> [SELECTED PASSAGE]:
Concepts
Simbee provides a set of composable primitives that your application assembles to build personalization, discovery, and analytics features. This guide explains each primitive independently, then shows how they combine.
Vocabulary
Vocabulary is your domain's language. It defines the taxonomy that Simbee uses to understand what your users care about. Vocabulary consists of two structures:
Tags
Tags are flat labels that describe atomic interests. They have no hierarchy — each tag is an independent concept. Users accumulate affinity toward tags through their behavior (signals). Tags are the finest-grained unit of preference in the system.
Examples by domain
- Creator platform: jazz, photography, digital-art, cooking
- Learning app: python, machine-learning, statistics, algebra
- Marketplace: vintage, handmade, electronics, organic
- Professional network: rust, distributed-systems, product-management
Topics
Topics are broader categories that group related tags. They provide a second level of aggregation — Simbee computes affinity at both the tag level and the topic level, giving you fine-grained and coarse-grained preference data simultaneously.
Examples by domain
- Creator platform: Music, Visual Arts, Lifestyle
- Learning app: Computer Science, Mathematics, Data Science
- Marketplace: Fashion, Home & Garden, Technology
Designing your vocabulary
Start small. You can add tags and topics at any time without breaking existing data — affinities are computed incrementally. A good starting vocabulary has 10–30 tags grouped under 3–8 topics. Avoid creating tags that are too specific (they won't accumulate enough signal) or too broad (they won't differentiate users).
Vocabulary is configured via POST /api/v1/config/signal_types (for signal type taxonomy) and through the tag/topic affinities that signals create. See the Getting Started guide for a hands-on walkthrough.
Signals
Signals are behavioral events that express user intent. Every meaningful user action — a like, a purchase, a page view, a course completion — is captured as a signal. Signals are the raw input to the affinity computation pipeline.
Anatomy of a signal
Each signal connects a user to a target (another user, a piece of content, or a vocabulary item) with a type and strength:
| Field | Description |
|---|---|
signal_type_id | The kind of behavior (e.g. "like", "purchase", "view") |
target_id | What the user interacted with |
target_type | The kind of target ("user", "content", "tag", etc.) |
strength | Numeric weight (0.0–1.0). Defaults based on signal type config. |
Signal types
Signal types let you define what behaviors mean in your domain. Each type has a default strength and a decay strategy that controls how the signal's influence fades over time.

> [RECORDED INFORMATION]:
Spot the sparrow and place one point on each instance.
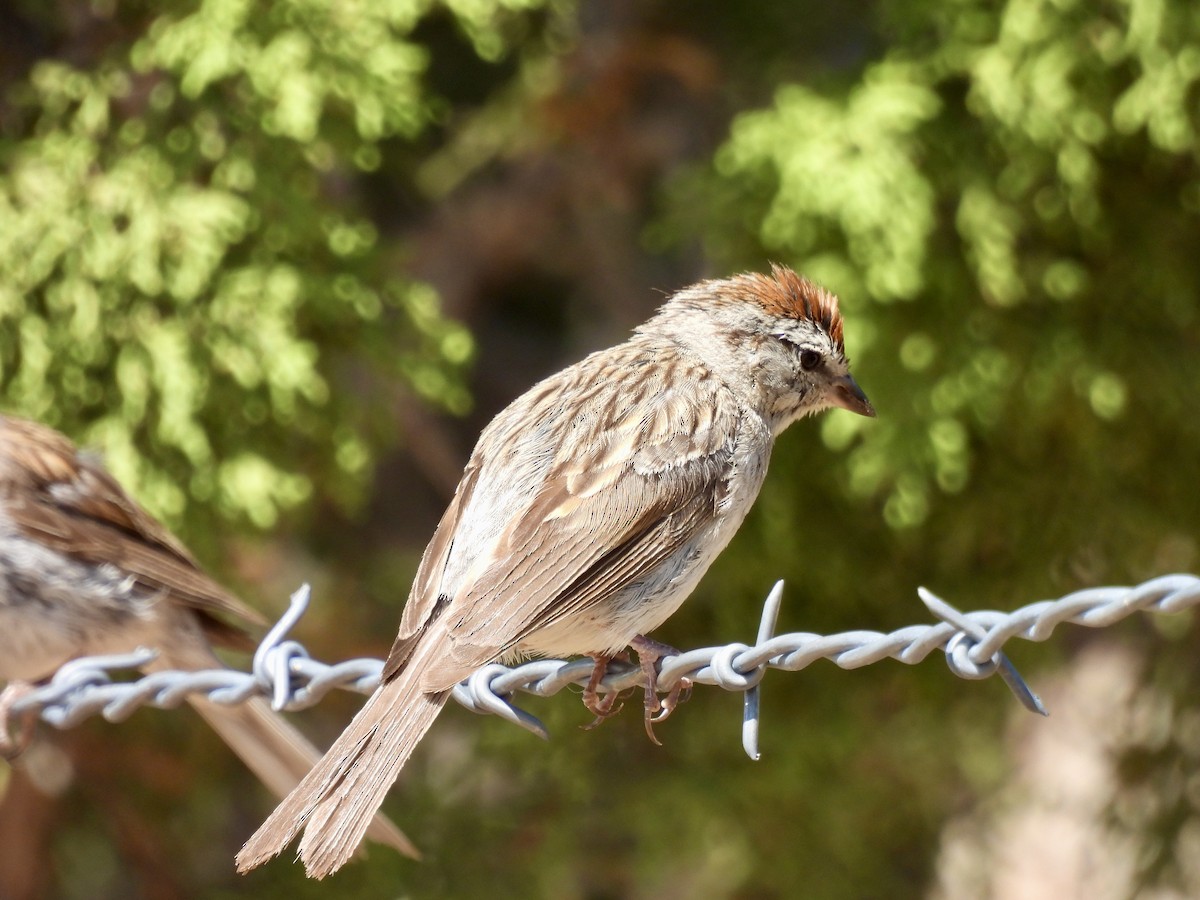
(84, 570)
(588, 511)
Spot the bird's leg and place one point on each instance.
(606, 706)
(12, 745)
(657, 709)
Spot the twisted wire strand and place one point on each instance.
(283, 671)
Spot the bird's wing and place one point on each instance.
(69, 502)
(616, 483)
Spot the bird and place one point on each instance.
(85, 570)
(587, 513)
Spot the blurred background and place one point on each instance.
(281, 262)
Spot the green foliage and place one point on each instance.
(185, 257)
(1021, 178)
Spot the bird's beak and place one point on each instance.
(847, 395)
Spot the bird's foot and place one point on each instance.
(658, 708)
(606, 706)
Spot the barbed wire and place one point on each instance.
(283, 671)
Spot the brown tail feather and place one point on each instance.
(336, 799)
(269, 745)
(281, 756)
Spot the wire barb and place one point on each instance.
(283, 671)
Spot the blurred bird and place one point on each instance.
(85, 570)
(588, 511)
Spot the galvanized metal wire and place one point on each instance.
(283, 671)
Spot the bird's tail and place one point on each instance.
(336, 799)
(281, 756)
(269, 745)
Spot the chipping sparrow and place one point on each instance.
(588, 510)
(85, 570)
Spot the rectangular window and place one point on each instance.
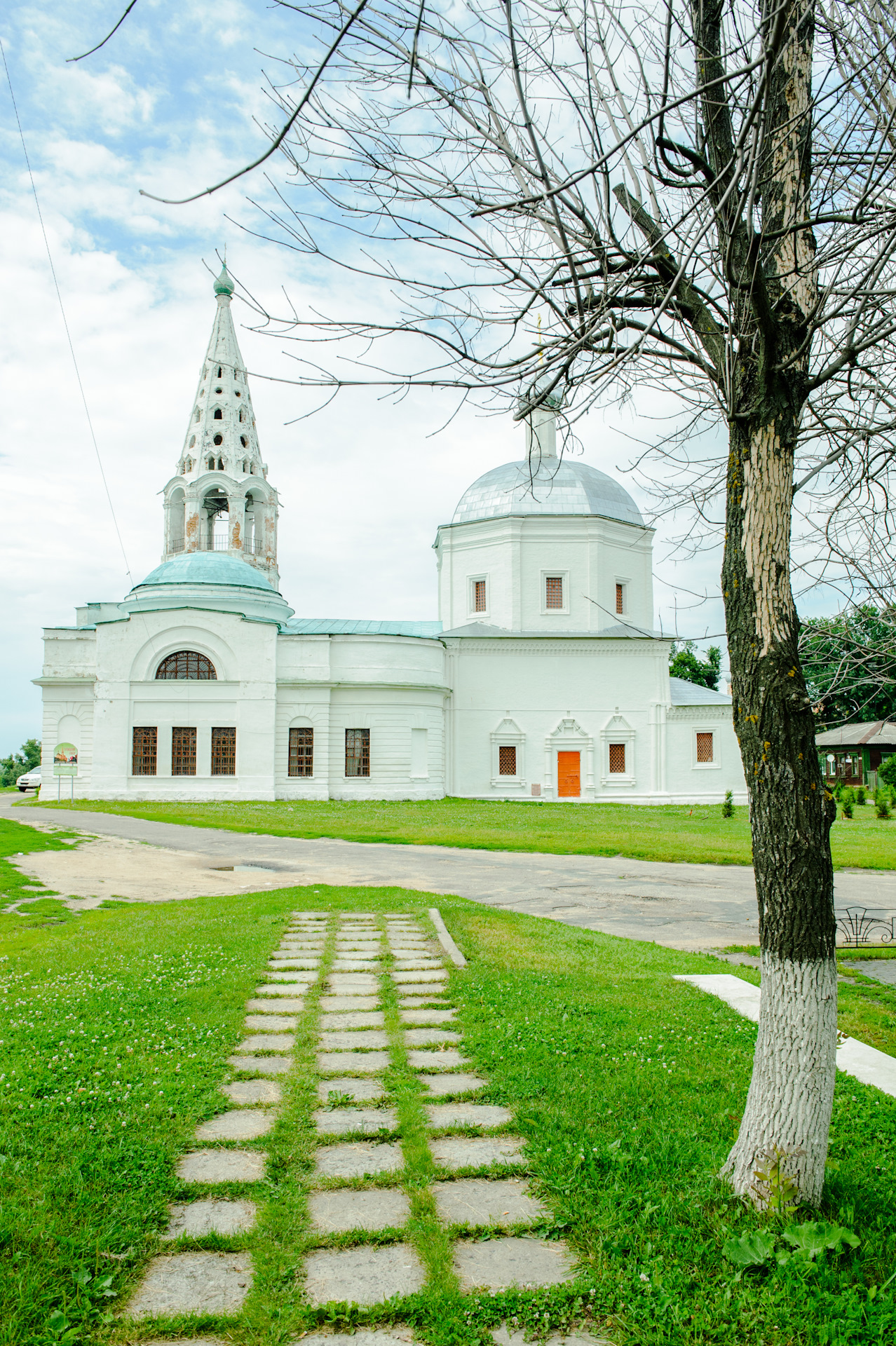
(224, 752)
(419, 754)
(146, 740)
(508, 761)
(183, 752)
(301, 752)
(357, 752)
(555, 591)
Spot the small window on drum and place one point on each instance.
(189, 665)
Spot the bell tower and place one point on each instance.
(219, 498)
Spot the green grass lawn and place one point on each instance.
(626, 1084)
(642, 832)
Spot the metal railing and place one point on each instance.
(862, 927)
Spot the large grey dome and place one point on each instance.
(559, 488)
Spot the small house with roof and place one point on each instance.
(853, 753)
(541, 679)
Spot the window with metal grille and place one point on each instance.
(187, 664)
(224, 752)
(183, 750)
(146, 738)
(508, 761)
(618, 758)
(301, 752)
(357, 752)
(555, 591)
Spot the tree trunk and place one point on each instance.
(780, 1151)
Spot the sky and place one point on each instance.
(170, 105)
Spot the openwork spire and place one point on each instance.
(219, 498)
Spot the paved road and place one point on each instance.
(685, 906)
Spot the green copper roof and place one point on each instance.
(208, 569)
(224, 285)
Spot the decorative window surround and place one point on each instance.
(569, 737)
(707, 766)
(564, 578)
(618, 730)
(508, 735)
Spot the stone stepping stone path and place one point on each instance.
(391, 1075)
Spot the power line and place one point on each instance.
(65, 320)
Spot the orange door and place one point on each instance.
(568, 777)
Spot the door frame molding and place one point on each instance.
(569, 737)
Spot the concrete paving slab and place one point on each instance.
(503, 1337)
(501, 1263)
(362, 1277)
(354, 1041)
(353, 984)
(337, 1211)
(358, 1160)
(348, 1062)
(458, 1153)
(271, 1022)
(345, 1003)
(345, 1022)
(467, 1115)
(483, 1201)
(266, 1042)
(423, 1017)
(345, 1122)
(362, 1091)
(288, 993)
(252, 1091)
(222, 1166)
(197, 1218)
(260, 1065)
(241, 1124)
(420, 977)
(451, 1084)
(447, 1060)
(193, 1283)
(424, 1037)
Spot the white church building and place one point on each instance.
(543, 677)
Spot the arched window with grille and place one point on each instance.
(187, 664)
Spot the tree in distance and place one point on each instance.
(569, 203)
(685, 662)
(18, 763)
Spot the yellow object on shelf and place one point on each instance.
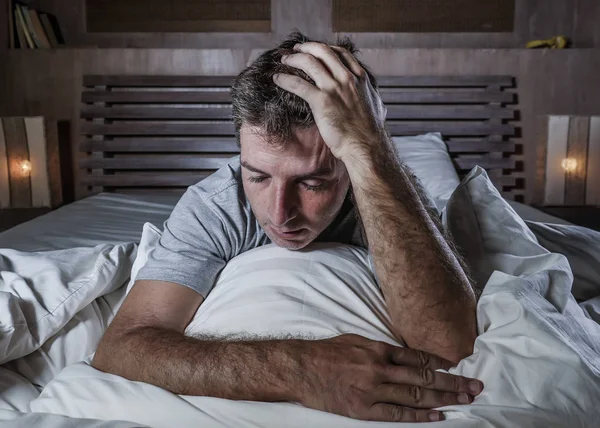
(556, 42)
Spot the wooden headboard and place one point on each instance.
(143, 133)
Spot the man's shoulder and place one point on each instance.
(222, 188)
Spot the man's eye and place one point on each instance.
(256, 179)
(313, 185)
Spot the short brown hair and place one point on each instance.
(257, 101)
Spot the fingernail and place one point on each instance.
(474, 387)
(434, 416)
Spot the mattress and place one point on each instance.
(112, 218)
(105, 218)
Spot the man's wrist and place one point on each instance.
(295, 355)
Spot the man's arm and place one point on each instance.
(145, 342)
(429, 296)
(347, 375)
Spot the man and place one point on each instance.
(315, 161)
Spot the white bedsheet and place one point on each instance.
(121, 218)
(539, 368)
(111, 218)
(106, 218)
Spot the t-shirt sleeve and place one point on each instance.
(194, 246)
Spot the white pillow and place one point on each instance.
(428, 157)
(41, 292)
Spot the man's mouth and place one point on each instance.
(287, 234)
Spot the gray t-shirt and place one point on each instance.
(212, 223)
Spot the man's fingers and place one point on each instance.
(413, 358)
(431, 379)
(418, 397)
(329, 58)
(386, 412)
(311, 66)
(296, 85)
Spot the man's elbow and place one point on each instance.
(107, 353)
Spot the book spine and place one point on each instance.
(23, 26)
(11, 26)
(39, 29)
(34, 36)
(49, 30)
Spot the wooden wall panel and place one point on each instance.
(119, 16)
(577, 19)
(540, 79)
(423, 16)
(36, 141)
(579, 129)
(573, 160)
(4, 177)
(592, 195)
(558, 138)
(17, 152)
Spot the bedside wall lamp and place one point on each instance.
(569, 164)
(572, 171)
(29, 163)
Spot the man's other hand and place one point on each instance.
(364, 379)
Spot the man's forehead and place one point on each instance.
(306, 150)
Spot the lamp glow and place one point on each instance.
(25, 168)
(569, 164)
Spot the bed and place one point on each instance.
(144, 139)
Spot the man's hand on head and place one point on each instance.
(347, 109)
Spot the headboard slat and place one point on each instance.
(168, 132)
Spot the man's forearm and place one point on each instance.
(428, 294)
(242, 370)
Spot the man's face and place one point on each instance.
(295, 189)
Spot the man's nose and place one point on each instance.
(283, 206)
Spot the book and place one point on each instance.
(23, 28)
(27, 16)
(11, 26)
(52, 28)
(49, 30)
(39, 29)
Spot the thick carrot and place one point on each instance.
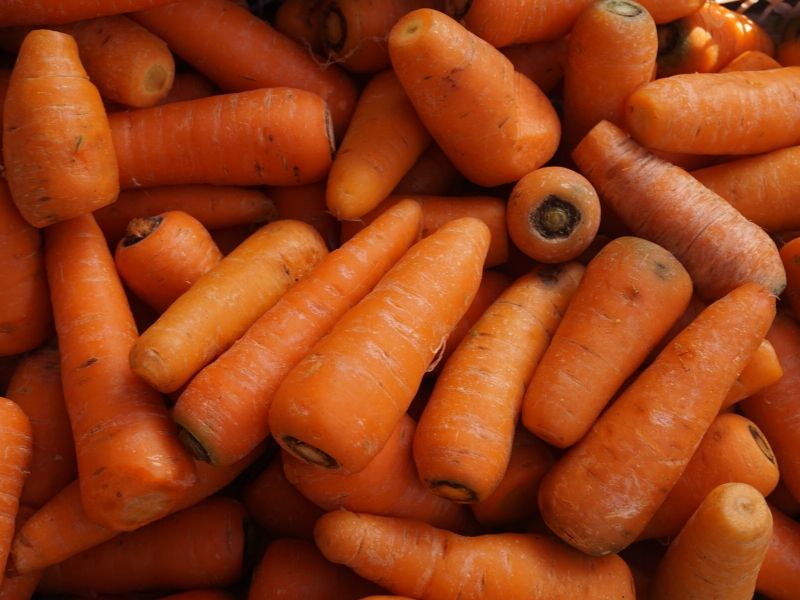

> [TASKS TO CARRY OUT]:
a) Why does the concepts guide advise against tags that are too specific or too broad? Answer in one to three sentences.
b) Which lines of the listing contain the word "green"? Report each of them in full, and note that case counts.

> [ANSWERS]:
a) Tags that are too specific won't accumulate enough signal. Tags that are too broad won't differentiate users.

b)
Spot the green foliage and place one point on each instance.
Spot the green grass lawn and place one point on each instance.
Spot the green copper roof and place one point on each instance.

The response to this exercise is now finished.